L’éducation, a dit Joseph Ki-Zerbo, est «le logiciel de l’ordinateur central qui programme l’avenir des sociétés». Autant dire qu’elle constitue la base essentielle de l’évolution de toute société et du développement des nations. Malheureusement, les systèmes éducatifs africains se trouvent confrontés, depuis fort longtemps, à divers maux et problèmes que plusieurs symposiums, fora et autres réformes ont tenté de résoudre. Si des propositions et des recommandations brillent par leur pertinence sur le papier, elles jurent parfois dans leur mise en œuvre.

Les maux des systèmes éducatifs africains sont presque partout les mêmes: infrastructures insuffisantes et parfois inappropriées, incivisme et violence dans le champ scolaire, résultats en dents de scie, difficile accès des jeunes au marché de l’emploi, manque de vocation et d’éthique chez le personnel d’éducation… À ces problèmes récurrents que l’on tente de résoudre tant bien que mal, est venue se greffer, ces dernières années, la situation créée notamment par la pandémie de la Covid-19, qui creuse davantage les inégalités et handicape l’efficacité de l’offre éducative.

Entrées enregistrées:
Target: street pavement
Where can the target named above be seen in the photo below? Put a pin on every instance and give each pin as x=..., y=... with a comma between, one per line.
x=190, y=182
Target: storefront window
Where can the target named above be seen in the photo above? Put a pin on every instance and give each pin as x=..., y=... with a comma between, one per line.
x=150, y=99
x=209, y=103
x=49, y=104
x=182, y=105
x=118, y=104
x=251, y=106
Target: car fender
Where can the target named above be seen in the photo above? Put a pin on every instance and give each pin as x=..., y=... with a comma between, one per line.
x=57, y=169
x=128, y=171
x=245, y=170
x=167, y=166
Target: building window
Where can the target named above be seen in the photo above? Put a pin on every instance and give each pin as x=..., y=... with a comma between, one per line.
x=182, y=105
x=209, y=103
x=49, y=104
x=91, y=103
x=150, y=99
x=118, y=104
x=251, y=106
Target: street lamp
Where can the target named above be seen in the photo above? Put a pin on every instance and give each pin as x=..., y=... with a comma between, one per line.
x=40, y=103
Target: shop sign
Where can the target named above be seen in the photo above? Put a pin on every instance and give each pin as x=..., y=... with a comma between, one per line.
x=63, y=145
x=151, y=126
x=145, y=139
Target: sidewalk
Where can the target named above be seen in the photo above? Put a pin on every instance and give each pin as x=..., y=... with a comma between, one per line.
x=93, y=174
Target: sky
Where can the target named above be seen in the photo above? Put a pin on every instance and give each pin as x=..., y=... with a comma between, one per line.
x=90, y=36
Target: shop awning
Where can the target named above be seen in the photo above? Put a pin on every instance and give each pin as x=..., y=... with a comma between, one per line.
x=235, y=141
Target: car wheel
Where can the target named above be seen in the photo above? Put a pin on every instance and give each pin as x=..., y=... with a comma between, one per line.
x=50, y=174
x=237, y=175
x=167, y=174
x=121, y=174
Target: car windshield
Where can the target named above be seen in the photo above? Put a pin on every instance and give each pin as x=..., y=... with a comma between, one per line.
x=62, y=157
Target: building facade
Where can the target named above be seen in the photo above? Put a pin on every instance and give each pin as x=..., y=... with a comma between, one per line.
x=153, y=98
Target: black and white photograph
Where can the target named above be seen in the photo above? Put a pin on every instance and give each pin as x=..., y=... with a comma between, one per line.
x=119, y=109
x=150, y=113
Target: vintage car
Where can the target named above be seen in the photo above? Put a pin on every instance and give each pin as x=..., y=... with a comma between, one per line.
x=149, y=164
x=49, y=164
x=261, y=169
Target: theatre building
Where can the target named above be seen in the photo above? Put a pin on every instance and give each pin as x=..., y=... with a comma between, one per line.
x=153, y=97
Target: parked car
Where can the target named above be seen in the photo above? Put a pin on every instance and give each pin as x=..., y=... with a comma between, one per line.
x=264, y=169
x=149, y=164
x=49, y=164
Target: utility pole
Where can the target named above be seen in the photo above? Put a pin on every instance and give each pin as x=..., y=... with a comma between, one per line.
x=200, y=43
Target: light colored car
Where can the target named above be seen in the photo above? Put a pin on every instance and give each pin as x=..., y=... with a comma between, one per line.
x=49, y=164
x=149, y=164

Tâches à faire:
a) D'après l'extrait, quelle situation est venue s'ajouter ces dernières années aux problèmes récurrents des systèmes éducatifs africains ?
b) Recopiez mot pour mot le passage de l'extrait qui va de « Les maux des » jusqu'à « de l’offre éducative. » inclus.

Corrigé des tâches:
a) La situation créée notamment par la pandémie de la Covid-19.

b)
Les maux des systèmes éducatifs africains sont presque partout les mêmes: infrastructures insuffisantes et parfois inappropriées, incivisme et violence dans le champ scolaire, résultats en dents de scie, difficile accès des jeunes au marché de l’emploi, manque de vocation et d’éthique chez le personnel d’éducation… À ces problèmes récurrents que l’on tente de résoudre tant bien que mal, est venue se greffer, ces dernières années, la situation créée notamment par la pandémie de la Covid-19, qui creuse davantage les inégalités et handicape l’efficacité de l’offre éducative.